## Do this
State how many lines of the items contain the word "water". Give only the number.

____

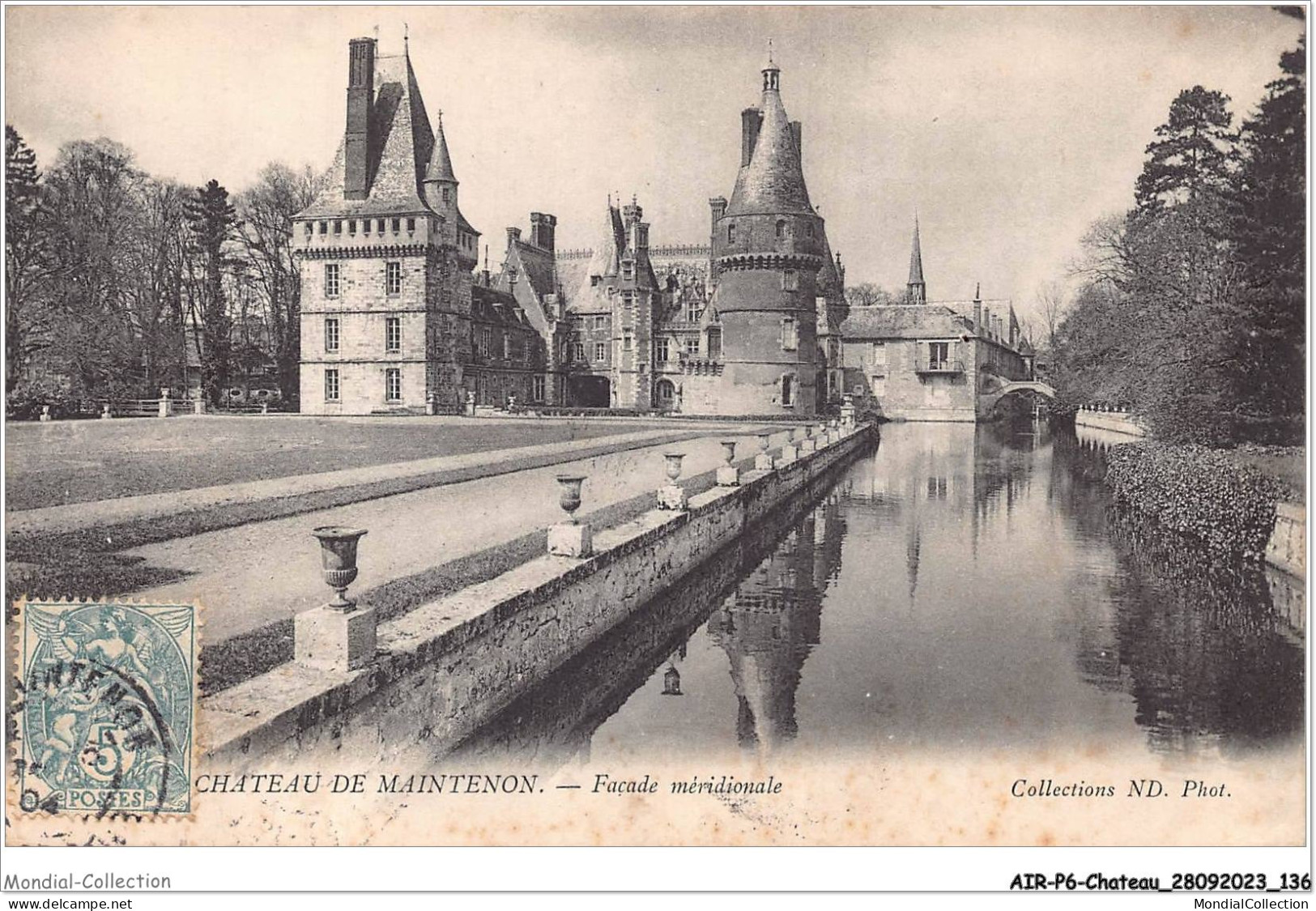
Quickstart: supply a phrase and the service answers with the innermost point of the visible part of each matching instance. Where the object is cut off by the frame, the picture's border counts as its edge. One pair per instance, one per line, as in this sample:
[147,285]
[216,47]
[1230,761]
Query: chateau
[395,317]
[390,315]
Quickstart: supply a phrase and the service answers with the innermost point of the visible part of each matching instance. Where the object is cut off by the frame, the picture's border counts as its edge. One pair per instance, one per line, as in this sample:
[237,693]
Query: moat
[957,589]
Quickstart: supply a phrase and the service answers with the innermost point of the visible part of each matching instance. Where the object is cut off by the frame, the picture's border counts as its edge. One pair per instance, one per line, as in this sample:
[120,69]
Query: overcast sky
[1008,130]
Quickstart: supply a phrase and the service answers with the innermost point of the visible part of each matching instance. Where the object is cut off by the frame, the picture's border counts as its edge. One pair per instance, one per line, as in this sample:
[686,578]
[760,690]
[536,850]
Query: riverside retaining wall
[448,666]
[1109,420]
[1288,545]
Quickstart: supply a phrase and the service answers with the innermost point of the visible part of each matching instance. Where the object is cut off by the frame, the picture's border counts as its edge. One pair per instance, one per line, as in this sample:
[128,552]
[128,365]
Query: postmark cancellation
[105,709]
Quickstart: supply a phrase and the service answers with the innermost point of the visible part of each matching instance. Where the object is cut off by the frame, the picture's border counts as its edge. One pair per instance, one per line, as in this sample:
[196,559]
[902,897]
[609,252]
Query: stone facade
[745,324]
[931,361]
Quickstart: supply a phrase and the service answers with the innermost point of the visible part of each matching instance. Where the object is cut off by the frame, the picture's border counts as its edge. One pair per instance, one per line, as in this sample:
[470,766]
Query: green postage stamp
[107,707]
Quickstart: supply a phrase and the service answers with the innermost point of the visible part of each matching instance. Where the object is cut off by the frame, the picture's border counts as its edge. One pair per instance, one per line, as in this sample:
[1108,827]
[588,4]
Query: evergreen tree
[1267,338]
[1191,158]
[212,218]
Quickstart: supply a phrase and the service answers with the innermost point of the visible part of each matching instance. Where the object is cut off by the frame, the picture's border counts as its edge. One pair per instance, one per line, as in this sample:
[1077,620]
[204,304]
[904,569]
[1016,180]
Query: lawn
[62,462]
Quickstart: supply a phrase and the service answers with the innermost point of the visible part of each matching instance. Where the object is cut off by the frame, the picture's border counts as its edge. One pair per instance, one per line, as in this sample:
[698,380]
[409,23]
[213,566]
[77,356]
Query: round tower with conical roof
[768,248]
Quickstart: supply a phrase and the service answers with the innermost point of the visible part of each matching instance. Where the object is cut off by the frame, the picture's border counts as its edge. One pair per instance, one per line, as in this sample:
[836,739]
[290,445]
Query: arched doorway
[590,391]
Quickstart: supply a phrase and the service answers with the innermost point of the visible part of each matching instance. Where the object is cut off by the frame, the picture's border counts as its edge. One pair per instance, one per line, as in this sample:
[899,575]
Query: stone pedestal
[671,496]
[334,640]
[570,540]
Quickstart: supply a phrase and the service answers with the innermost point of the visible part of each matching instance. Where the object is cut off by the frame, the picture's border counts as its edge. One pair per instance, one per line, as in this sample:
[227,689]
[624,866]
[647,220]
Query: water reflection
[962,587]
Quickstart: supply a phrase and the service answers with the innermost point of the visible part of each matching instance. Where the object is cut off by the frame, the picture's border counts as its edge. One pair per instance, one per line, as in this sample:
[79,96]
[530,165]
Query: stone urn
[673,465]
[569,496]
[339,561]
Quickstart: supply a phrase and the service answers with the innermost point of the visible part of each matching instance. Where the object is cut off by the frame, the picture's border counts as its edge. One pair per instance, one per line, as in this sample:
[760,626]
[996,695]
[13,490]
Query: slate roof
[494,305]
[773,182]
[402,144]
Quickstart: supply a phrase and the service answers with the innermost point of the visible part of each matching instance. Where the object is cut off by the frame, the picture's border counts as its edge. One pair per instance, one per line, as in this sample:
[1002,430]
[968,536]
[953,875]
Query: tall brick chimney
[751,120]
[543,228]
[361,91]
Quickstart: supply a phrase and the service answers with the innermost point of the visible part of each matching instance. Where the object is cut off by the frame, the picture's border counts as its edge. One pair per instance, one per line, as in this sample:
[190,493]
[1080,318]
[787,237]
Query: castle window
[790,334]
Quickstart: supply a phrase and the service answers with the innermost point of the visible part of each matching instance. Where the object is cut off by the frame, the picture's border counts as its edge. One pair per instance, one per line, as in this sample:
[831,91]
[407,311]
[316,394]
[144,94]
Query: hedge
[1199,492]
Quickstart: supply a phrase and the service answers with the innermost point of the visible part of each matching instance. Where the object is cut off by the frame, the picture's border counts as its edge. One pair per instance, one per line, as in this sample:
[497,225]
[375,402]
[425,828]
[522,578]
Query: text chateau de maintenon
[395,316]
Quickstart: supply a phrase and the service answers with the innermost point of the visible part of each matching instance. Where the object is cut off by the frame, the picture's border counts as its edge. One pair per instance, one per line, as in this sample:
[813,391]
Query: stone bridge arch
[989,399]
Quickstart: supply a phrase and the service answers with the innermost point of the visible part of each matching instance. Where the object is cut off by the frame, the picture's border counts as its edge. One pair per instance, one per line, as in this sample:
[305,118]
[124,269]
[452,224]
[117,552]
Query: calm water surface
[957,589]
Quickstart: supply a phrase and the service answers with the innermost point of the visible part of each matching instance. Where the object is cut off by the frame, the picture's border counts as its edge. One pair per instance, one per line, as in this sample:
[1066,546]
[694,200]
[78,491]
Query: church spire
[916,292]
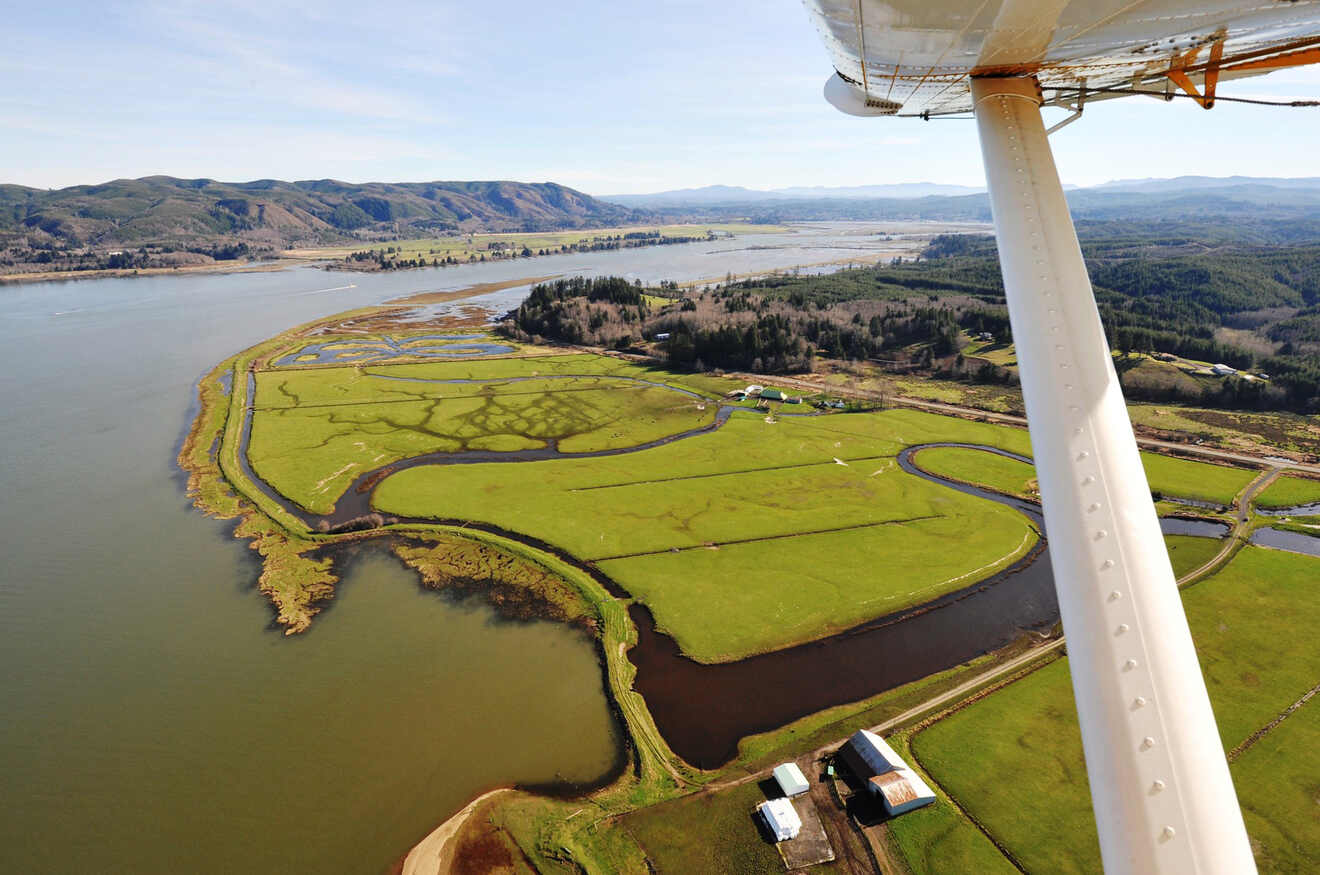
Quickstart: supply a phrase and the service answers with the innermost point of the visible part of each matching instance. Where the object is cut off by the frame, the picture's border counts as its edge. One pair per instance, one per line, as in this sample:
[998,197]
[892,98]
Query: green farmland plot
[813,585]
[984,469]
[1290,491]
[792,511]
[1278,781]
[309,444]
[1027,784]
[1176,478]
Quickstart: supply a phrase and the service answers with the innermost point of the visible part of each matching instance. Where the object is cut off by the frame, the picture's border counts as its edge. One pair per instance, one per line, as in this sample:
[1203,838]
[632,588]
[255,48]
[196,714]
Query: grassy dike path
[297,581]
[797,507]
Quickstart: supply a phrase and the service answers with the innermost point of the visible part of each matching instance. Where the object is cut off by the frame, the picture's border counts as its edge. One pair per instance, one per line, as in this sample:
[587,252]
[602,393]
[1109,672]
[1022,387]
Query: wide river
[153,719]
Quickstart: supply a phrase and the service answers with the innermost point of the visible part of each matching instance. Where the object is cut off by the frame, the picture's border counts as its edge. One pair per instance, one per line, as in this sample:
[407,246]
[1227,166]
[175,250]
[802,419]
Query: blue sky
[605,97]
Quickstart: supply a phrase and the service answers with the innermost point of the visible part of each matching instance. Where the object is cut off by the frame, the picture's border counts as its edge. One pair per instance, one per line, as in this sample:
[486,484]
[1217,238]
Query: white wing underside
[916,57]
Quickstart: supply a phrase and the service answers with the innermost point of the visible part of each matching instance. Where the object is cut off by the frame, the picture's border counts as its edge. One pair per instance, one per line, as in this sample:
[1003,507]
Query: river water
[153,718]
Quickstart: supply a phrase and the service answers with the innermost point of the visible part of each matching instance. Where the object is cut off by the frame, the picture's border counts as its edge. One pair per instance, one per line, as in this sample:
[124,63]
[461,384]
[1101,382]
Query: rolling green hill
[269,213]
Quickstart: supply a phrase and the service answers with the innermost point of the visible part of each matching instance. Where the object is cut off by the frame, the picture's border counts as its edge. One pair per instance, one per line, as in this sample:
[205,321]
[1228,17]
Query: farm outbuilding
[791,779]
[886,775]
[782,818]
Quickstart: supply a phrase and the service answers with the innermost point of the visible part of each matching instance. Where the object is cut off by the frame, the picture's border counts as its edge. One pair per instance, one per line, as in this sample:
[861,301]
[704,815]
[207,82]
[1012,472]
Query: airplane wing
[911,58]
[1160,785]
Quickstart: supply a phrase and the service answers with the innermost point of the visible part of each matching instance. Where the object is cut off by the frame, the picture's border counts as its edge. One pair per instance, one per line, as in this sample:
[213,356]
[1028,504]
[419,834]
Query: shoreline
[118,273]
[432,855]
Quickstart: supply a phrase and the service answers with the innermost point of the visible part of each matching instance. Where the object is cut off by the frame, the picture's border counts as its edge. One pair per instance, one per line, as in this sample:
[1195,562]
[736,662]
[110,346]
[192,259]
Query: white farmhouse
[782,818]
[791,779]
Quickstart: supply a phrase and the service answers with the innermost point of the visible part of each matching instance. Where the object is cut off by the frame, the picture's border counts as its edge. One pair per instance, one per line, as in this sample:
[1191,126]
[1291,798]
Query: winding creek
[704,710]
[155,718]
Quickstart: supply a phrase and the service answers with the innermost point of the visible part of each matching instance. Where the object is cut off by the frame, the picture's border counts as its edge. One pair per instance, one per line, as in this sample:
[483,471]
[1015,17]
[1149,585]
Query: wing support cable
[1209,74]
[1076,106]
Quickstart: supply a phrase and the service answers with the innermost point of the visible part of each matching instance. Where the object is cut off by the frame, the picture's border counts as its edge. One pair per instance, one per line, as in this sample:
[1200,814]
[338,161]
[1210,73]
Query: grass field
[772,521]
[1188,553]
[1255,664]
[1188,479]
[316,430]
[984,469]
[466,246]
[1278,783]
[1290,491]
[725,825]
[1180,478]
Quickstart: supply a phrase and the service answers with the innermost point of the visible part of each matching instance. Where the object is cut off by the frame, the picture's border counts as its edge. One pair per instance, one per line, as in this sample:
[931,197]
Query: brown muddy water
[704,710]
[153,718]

____

## Answer for this exercise
4